(Some records)
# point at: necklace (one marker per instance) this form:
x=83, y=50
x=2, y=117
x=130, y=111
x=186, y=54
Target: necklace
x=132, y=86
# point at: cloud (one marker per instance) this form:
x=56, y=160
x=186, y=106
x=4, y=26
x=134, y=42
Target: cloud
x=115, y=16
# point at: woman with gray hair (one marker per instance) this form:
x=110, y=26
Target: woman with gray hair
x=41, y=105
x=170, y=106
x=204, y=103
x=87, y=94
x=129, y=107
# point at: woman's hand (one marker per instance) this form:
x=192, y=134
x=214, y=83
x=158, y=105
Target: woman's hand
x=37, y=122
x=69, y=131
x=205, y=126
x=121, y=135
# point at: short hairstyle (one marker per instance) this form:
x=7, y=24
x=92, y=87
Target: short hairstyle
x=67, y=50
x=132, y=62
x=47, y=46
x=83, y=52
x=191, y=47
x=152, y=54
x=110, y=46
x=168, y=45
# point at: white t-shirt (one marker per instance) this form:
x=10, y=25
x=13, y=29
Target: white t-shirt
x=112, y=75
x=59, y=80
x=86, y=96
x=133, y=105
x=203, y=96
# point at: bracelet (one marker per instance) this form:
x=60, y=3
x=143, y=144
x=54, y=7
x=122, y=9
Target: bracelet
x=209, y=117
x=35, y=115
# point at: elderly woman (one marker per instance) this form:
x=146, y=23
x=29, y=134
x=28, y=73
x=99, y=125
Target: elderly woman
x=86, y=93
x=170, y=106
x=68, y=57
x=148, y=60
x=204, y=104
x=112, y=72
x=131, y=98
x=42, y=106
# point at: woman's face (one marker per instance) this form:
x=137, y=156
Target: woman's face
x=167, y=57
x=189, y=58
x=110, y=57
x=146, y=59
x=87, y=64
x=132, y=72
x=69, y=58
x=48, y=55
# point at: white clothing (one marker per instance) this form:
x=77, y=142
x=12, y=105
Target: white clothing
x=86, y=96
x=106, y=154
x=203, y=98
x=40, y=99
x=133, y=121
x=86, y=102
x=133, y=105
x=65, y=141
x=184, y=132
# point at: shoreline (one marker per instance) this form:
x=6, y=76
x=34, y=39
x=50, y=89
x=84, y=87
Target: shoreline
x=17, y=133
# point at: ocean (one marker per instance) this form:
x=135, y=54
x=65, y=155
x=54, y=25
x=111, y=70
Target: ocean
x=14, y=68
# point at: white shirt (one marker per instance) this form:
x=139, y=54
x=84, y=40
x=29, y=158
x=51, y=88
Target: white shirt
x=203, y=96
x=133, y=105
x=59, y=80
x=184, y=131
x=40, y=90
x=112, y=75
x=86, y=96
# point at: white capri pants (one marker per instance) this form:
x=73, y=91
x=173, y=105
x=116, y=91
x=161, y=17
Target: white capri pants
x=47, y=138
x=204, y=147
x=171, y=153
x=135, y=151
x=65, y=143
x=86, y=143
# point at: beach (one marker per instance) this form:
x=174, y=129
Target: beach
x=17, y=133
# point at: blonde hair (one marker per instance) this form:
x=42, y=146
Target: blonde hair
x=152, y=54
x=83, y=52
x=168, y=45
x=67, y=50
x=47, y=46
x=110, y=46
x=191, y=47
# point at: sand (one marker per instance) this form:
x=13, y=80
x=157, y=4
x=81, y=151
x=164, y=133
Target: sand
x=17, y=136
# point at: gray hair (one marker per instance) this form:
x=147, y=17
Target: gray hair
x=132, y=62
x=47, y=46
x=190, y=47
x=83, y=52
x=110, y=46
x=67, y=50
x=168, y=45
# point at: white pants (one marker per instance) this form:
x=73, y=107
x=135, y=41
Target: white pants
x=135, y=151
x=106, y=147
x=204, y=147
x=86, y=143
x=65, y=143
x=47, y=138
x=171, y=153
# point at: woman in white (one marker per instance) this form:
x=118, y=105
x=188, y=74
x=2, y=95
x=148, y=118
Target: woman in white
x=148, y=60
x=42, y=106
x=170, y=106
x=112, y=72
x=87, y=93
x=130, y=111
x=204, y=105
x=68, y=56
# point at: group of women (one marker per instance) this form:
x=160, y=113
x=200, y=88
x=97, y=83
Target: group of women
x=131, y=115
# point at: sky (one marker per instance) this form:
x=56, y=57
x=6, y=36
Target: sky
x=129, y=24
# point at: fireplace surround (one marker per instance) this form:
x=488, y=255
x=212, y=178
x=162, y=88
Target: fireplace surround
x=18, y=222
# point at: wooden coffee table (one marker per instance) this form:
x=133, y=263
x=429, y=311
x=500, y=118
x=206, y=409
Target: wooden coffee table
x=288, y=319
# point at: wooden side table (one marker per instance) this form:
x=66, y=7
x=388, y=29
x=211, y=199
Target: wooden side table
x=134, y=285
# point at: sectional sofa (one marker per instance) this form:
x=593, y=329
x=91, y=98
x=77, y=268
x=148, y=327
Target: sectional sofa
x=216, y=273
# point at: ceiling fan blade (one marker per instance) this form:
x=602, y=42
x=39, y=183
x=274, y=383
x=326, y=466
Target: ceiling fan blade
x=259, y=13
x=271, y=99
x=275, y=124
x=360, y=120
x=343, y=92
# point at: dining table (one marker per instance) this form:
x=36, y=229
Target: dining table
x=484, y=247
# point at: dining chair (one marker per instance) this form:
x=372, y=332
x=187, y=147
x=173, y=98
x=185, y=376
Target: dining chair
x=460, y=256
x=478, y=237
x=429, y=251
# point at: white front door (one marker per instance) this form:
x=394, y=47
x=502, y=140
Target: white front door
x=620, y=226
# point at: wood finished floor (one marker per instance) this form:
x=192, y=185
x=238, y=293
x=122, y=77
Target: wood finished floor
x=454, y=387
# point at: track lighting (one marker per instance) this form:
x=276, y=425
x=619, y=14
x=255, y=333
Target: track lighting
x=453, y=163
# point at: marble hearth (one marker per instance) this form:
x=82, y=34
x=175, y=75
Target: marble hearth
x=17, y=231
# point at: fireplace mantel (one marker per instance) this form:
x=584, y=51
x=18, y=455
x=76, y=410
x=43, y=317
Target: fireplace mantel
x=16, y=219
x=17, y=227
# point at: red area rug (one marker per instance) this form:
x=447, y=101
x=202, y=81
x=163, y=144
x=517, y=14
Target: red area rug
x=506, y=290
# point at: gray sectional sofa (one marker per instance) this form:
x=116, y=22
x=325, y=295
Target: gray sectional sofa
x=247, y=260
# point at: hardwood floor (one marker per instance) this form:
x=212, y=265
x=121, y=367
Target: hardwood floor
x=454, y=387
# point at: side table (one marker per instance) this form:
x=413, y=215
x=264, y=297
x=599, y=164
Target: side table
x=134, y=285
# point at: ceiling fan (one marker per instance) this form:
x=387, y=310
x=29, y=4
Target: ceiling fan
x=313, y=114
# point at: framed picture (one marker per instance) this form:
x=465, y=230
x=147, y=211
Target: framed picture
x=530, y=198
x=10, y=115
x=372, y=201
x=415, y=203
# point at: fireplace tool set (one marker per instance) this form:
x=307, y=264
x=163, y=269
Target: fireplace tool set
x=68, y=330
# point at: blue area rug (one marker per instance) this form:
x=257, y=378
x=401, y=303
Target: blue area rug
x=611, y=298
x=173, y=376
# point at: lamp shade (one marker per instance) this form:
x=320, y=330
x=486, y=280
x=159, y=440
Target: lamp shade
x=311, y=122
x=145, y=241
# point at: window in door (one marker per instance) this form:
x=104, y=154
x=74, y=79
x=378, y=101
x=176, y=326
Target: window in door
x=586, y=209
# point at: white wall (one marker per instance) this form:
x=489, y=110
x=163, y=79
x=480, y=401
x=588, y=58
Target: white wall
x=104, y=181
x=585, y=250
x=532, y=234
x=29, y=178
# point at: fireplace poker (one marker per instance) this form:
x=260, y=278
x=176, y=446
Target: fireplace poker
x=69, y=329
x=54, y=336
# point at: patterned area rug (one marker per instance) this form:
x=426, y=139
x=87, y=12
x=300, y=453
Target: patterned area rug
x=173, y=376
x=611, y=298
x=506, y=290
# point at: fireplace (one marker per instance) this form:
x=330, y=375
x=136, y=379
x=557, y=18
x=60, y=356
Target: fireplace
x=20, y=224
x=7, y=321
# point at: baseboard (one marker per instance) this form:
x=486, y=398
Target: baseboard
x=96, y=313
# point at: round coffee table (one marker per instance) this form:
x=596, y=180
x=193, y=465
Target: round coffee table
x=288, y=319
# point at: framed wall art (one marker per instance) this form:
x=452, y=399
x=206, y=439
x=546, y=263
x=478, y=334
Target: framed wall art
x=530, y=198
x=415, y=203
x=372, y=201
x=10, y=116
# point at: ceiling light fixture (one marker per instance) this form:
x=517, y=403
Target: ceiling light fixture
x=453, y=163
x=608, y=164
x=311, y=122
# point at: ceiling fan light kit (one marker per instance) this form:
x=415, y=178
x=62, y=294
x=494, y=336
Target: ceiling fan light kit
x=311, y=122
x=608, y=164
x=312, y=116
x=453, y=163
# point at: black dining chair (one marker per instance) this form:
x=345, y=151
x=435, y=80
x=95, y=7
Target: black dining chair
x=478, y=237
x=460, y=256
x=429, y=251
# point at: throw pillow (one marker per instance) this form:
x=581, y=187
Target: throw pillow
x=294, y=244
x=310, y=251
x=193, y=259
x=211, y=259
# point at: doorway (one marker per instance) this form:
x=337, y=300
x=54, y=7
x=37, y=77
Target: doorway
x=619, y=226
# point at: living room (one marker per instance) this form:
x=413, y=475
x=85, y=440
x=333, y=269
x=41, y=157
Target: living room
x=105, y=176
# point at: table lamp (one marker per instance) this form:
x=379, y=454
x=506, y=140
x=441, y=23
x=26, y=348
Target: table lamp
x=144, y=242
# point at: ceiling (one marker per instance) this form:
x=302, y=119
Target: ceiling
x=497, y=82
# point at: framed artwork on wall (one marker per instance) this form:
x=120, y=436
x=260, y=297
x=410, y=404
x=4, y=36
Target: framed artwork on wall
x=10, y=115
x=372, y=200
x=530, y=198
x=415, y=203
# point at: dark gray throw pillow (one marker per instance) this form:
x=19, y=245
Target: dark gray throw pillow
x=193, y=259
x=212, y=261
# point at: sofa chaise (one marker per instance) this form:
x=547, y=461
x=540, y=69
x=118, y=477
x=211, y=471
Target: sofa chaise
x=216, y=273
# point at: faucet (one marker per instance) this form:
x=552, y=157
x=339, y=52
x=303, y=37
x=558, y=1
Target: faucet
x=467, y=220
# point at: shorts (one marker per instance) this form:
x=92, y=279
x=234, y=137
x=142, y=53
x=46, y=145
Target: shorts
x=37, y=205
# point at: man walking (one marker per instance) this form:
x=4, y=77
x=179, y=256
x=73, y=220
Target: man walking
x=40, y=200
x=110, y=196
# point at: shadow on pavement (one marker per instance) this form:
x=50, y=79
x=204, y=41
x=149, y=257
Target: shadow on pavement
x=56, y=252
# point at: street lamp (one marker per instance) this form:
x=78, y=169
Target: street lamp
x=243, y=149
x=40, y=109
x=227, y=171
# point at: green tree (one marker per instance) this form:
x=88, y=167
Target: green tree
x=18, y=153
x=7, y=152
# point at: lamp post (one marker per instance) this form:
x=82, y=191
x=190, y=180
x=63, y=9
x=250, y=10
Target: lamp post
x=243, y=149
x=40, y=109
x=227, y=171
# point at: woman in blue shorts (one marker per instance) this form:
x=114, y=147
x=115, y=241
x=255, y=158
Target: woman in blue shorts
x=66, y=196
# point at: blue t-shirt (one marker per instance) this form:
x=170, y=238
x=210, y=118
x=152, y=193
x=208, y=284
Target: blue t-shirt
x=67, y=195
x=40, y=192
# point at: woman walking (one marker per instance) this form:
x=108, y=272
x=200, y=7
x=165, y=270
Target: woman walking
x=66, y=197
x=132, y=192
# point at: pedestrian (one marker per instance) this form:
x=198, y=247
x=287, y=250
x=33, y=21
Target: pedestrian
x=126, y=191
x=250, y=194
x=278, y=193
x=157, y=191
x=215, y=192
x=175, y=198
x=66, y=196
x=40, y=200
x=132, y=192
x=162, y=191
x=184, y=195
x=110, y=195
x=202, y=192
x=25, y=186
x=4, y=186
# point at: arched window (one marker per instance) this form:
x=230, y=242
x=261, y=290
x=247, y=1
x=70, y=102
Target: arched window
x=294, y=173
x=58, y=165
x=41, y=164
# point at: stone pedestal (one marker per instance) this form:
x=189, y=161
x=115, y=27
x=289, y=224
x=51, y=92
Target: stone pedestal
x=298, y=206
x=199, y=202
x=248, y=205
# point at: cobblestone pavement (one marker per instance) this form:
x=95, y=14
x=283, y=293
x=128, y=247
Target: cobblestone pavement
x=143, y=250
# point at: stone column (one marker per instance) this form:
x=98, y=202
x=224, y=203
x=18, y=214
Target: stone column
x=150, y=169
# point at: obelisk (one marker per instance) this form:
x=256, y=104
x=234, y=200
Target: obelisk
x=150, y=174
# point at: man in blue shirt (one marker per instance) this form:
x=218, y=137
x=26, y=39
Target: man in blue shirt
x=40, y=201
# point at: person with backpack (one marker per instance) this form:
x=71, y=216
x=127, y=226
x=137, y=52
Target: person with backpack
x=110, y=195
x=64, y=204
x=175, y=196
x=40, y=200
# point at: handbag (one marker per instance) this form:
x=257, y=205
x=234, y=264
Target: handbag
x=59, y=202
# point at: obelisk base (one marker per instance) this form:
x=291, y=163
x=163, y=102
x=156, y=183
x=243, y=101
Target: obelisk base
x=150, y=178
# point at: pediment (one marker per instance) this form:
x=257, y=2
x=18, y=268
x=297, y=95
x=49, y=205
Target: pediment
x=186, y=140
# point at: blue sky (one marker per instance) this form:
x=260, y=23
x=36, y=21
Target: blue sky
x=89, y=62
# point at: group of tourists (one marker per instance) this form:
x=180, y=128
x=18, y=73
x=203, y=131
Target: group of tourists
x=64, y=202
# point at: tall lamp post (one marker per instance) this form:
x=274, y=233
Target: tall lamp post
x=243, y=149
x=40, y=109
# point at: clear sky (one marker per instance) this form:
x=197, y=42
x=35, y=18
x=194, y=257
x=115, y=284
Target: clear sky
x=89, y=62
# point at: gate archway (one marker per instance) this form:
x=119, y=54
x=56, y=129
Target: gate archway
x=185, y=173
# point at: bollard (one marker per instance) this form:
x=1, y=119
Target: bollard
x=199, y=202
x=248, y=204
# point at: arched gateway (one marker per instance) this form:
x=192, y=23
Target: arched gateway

— Problem description —
Switch "doorway" to "entryway" in the stretch of the listing from the line containing "# point at: throw" through the line containing "x=144, y=242", and give back only those lines with nothing else altered.

— Written response —
# point at: throw pillow (one marker per instance) this form:
x=581, y=187
Target: throw pillow
x=294, y=244
x=310, y=251
x=193, y=259
x=211, y=259
# point at: entryway (one marker per instance) this form:
x=337, y=300
x=54, y=7
x=37, y=77
Target: entryway
x=619, y=226
# point at: living room (one marker per instance) this form:
x=413, y=475
x=85, y=440
x=333, y=269
x=41, y=157
Target: living room
x=105, y=176
# point at: table lamp (one marker per instance) this form:
x=379, y=454
x=506, y=140
x=441, y=23
x=26, y=348
Target: table lamp
x=144, y=242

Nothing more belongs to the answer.